→ Required work
Retype all the entries word for word, but omit the pictures.

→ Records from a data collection
————————
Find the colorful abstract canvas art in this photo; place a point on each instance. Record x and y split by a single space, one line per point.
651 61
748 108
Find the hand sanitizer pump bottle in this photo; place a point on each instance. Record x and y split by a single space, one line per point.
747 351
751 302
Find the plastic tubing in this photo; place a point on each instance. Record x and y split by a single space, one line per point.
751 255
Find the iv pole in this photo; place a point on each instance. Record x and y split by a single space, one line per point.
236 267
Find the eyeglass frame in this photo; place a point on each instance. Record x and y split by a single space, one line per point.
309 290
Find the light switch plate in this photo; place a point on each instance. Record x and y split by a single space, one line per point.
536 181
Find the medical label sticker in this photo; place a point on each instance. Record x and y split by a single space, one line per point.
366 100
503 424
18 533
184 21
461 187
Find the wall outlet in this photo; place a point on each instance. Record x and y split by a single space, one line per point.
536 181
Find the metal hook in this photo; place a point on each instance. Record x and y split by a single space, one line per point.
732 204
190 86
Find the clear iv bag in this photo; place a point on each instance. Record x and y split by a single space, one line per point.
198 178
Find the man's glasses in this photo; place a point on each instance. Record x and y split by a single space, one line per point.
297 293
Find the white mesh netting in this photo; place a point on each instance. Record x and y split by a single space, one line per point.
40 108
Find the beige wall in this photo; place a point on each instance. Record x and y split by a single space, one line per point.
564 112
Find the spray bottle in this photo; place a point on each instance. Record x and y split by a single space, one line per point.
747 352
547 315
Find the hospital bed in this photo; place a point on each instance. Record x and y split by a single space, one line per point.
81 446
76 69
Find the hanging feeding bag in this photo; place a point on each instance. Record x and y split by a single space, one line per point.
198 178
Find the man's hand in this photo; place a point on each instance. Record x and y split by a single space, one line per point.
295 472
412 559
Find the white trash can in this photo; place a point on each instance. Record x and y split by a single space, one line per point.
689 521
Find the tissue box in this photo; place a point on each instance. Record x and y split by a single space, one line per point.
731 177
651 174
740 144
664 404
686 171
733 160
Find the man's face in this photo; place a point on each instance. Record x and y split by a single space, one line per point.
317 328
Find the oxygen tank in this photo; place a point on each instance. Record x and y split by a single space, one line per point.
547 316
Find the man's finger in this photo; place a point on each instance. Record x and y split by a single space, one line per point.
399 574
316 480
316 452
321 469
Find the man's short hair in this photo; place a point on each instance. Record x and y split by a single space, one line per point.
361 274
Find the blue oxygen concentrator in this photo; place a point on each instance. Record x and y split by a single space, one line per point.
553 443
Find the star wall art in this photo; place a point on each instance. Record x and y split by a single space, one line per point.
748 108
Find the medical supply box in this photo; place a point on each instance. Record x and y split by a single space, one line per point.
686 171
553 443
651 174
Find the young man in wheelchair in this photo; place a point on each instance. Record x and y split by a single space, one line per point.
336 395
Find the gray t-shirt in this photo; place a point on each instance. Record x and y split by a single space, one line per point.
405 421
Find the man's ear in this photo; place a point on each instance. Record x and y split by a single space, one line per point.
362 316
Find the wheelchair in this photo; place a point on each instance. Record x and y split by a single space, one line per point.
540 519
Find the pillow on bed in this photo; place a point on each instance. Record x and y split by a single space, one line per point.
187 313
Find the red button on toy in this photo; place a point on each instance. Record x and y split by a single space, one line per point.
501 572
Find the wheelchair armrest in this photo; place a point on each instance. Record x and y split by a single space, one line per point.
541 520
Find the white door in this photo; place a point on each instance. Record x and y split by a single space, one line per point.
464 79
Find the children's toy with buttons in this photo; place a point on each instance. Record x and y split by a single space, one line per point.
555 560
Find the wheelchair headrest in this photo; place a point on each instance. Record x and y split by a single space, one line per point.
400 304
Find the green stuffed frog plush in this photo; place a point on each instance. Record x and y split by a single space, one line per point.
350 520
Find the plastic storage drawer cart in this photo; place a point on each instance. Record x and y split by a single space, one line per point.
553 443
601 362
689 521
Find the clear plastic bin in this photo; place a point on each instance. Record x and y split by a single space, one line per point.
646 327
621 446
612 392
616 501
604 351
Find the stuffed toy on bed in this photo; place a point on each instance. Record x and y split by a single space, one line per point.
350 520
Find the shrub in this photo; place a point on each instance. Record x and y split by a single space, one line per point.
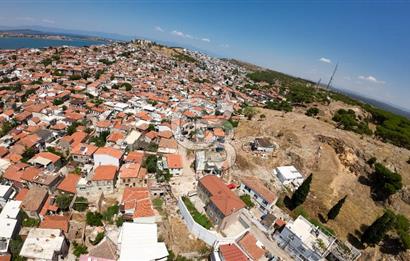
312 112
247 200
201 219
385 182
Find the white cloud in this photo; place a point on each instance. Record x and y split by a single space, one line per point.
178 33
158 28
325 60
26 18
370 79
48 21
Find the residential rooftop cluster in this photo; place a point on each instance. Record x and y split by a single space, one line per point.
97 141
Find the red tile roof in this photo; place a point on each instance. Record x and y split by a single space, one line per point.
56 222
257 186
69 183
232 252
223 198
110 151
137 199
248 243
104 172
174 161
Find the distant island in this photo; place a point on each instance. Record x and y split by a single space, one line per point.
34 34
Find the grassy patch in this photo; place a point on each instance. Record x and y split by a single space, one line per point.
300 211
201 219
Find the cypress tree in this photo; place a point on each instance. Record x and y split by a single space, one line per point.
376 231
334 211
299 196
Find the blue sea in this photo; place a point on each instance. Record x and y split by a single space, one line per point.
16 43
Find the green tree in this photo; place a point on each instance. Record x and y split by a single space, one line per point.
94 219
57 102
97 239
151 163
376 231
247 200
15 247
79 249
300 195
63 201
312 112
385 182
334 211
249 112
28 154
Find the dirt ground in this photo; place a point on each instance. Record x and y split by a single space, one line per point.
335 157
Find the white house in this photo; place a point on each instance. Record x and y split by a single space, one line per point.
140 242
259 193
6 192
9 223
45 244
289 175
173 163
304 241
107 156
263 145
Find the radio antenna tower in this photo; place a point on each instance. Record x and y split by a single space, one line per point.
333 75
318 83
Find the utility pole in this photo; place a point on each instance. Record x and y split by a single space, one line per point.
333 74
318 83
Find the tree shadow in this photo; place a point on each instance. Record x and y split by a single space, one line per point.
288 203
364 181
322 218
355 241
391 246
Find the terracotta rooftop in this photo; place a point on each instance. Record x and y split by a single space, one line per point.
69 183
34 199
104 172
249 244
222 197
135 156
174 161
137 199
232 252
56 222
130 170
257 186
110 151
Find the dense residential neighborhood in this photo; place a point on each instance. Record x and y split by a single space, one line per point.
102 146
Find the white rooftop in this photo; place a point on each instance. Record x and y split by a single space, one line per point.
7 227
11 209
4 189
289 172
132 137
308 233
42 243
140 242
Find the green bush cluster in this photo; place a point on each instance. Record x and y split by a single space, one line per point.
201 219
347 120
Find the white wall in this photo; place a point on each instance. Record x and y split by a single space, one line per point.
208 236
103 159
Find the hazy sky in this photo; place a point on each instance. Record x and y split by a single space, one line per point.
369 39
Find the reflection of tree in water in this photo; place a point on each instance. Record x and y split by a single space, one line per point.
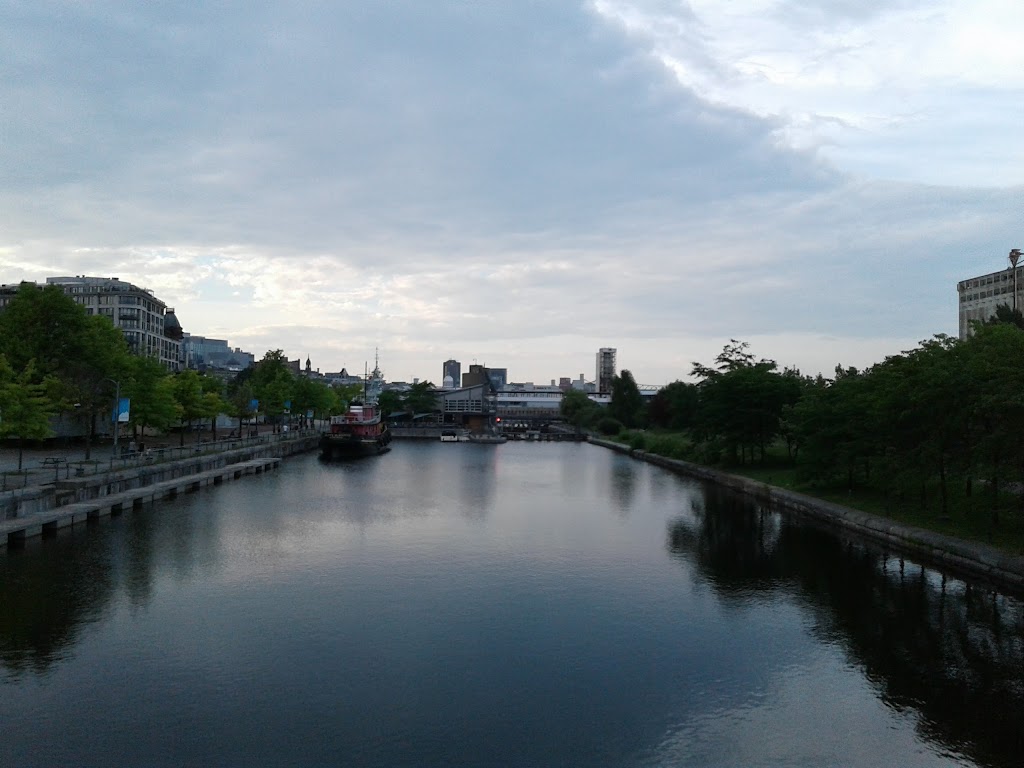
————————
→ Correct response
Find the colorful abstract canvas art in this photo; place a point on each instance. Record x and y split by a single space, one line per point.
651 61
748 108
Find the hand sanitizer pump bottle in this photo; place a point on each instance. Record x and y split by a single space, one line per point.
747 351
751 302
Find the plastic tubing in this photo; place a point on each instance. Record x and y split by a single space, one line per point.
751 255
Find the iv pole in this photo; place a point on each instance. Record x and y split by a single space, one line per point.
236 267
Find the eyeglass frame in this photo; place a point on each instance. Record x and y split by a single space, one line per point.
309 290
Find the light switch plate in this photo; place a point on each instance. Record x and y split by a single space, one line per point.
536 181
Find the medical label sticker in this photo; place a point on each instance. Record x and y split by a single space, one line per point.
366 100
503 424
18 533
184 21
461 187
Find the wall outlet in this photo; place a point on each instance. Record x and y split by a single space, one line per point.
536 181
Find the metal hook in this photo; place a point on each instance. Record x and y split by a single space, one line per point.
732 204
190 86
Find the clear iv bag in this photo; place a point on each instance. Record x and y split by a single space, one line per point.
198 178
Find the man's glasses in this photo; place a point on each instance. Record x and y split by a single space, one line per point.
297 293
Find the white mesh netting in this photo; place a point on each instance. Record x and y split by a single space, one line per point.
40 108
Find the beige wall in this photo; place a point on each instance. Record x and y split by a single space, one line per point.
564 112
Find the spray bottle in this photo; place a point on each instance. Record x and y split by a single space, one line per point.
747 352
547 315
Find the hospital bed in this photo; place a point on each instance. Record x and y split by a single space, one line per point.
81 446
76 69
Find the hanging feeding bag in this photo; place a point on each instance. Record x and y split by a single space, one line per point.
198 178
Find the man's hand in this photo; place a point on each instance. Record x and y split by a single space, one line per point.
295 472
412 559
Find the white trash can in this photo; place a point on each instance. Record x and y split by a single space, one line per point.
689 521
Find the tissue box in this photo; place a point on each instance. Record x and y split by a single space, one line per point.
731 177
651 174
740 144
664 404
686 171
733 160
Find the man's face in this photo; place a point on each instance. Record x and y split by a single space, one line per point.
317 328
Find the oxygen tank in this photo; place a point on each instance. Record x and y split by a single space, one line per point.
547 316
Find the man's finger in this photo; place a point on each instance. Record x and y split by a single space, one line per point.
399 574
316 480
316 452
321 469
Find the man's short hair in this photo; place a point on each instance. Record x and y split by a single space, one line per point.
361 274
Find the blue oxygen concentrator in this photo; place a point on each instance. Record x and y split by a single space, one line per point.
553 443
Find the star wall art in this photo; place a point on each instance. Record x and y split by a single space, one line per point.
748 108
Find the medical supply box in this photo; place a point on each instance. Record x and y split by a single space, one line per point.
686 171
553 443
651 174
Find the young man in wheelchair in this photo; place a point on each instance. Record x and y split by a single space, one line per point.
336 395
Find the gray t-shirt in this photo; place a point on each instance. Record x and y split by a single space, one line per point.
405 421
Find the man's ear in this photo; place a point on each instance. Record x and y split by a single space, one line per point.
362 316
Find the wheelchair in this photo; place a point on each instance. Record x and y split by a single space, one line per point.
540 519
Find the pillow on bed in this photo; place a point on each instance. Record x and y split by a single space, one line per point.
187 313
Find the red button on toy in this photo; place a point on each instance. Record x and y split by a single space, one line per point.
501 572
Find the wheelchair armrest in this photo; place a point on each instance. Record x and y split by a single space, one line per point.
541 520
Find the white door in this photo; place a point on each instance. Record x and y split by a single space, one line per point.
464 79
Find the children's toy with buttons in this photo; place a point on each instance. Record x and y split by a single space, one line per point.
555 560
Find the wheelchair headrest in this photo; place a point on each instance. Record x and y split by a single space, one line per point.
400 304
Find the green stuffed frog plush in this photo; place a point on each instance. Record x and y split by a single space, one line per point.
350 520
Find the plastic storage drawer cart in this photo; place a point on each instance. Record x and y split by a single space, one line per point.
553 443
601 362
689 521
Find the clear plastic bin in this photo; place a point on each instance. Record x and y split by a single space, one line per point.
646 327
621 446
612 392
616 501
604 351
Find the stuffed toy on bed in this photo; place a point on each instance. Record x and y split by a single space, one line per point.
350 520
Find the shrub in this photo; place a point on each instance. Record x and y split by a single space, one line per point.
312 112
247 200
201 219
385 182
Find the white cloud in this photo; place a point on each instance. Record x and y split by a single space, one line per point.
178 33
158 28
325 60
26 18
370 79
48 21
Find the residential rooftop cluster in this photo; place a point on each instance. Record x and y split by a single space, one line per point.
97 141
Find the red tile roof in this photo; place a point on each instance. Record x and y split by a single space, one line per point.
56 222
257 186
69 183
232 252
223 198
110 151
137 199
248 243
104 172
174 161
Find the distant island in this photo; place a point on each instance. Record x and y split by a single space, one line per point.
34 34
Find the grassy patch in this photo; place a point on each instance. Record x and y split by a single space, one line per point.
300 211
201 219
Find the cypress tree in this photo; place a point on each instance. Record x and y split by a single space, one line per point.
376 231
334 211
299 196
Find the blue sea in this photo; place a point on each instance. Record x and y split by a single space, one line per point.
16 43
Find the green tree in this photo; place a point on each instance. Record x and y split by a single space, one line per point.
94 219
57 102
97 239
151 163
376 231
247 200
15 247
79 249
300 195
63 201
312 112
385 182
334 211
249 112
28 154
Find the dirt ground in this photo; place a point on each instance. Record x and y split by a single space, one line per point.
335 157
Find the white house in this photo; place a point on each instance. Record x and y split by a single space, one line per point.
140 242
259 193
6 192
9 223
45 244
289 175
173 163
304 241
107 156
263 145
Find the radio antenna tower in this photo; place a point on each instance. Record x and y split by a single space, one line per point.
333 75
318 83
Find the utility pole in this photo; place a point on each instance. Record x and y split by a single space, one line per point.
333 74
318 83
Find the tree shadow in this photo; place a point on each instance. Record x and y split by a single space, one line per point.
288 203
364 181
322 218
355 241
391 246
Find the terracotta rooftop in this photo; place a point on each instance. Record x and y split by a single space, one line per point.
69 183
34 199
104 172
249 244
222 197
135 156
174 161
137 199
232 252
56 222
130 170
257 186
110 151
Find the dense residential neighborhood in this photo; place a point on each instance. Record x and y split by a single space, one line per point.
102 146
Find the white rooftop in this photo; place a point on each instance. Record x and y split by a single space, one line per point.
7 227
11 209
4 189
289 172
132 137
308 233
42 243
140 242
Find the green bush cluster in this photo; place a point on each instance. Record x and y split by a single space, one line per point.
201 219
347 120
Find the white wall in this photo; place a point on each instance. Record x and y split by a single space, one line per point.
208 236
103 159
Find the hazy sky in this photo; place a point on each instance. Record x and y split by a single space, one line per point.
369 39
Find the reflection of tree in water in this photo; place a point on each instance. Record x and y split by a single space, one line per point.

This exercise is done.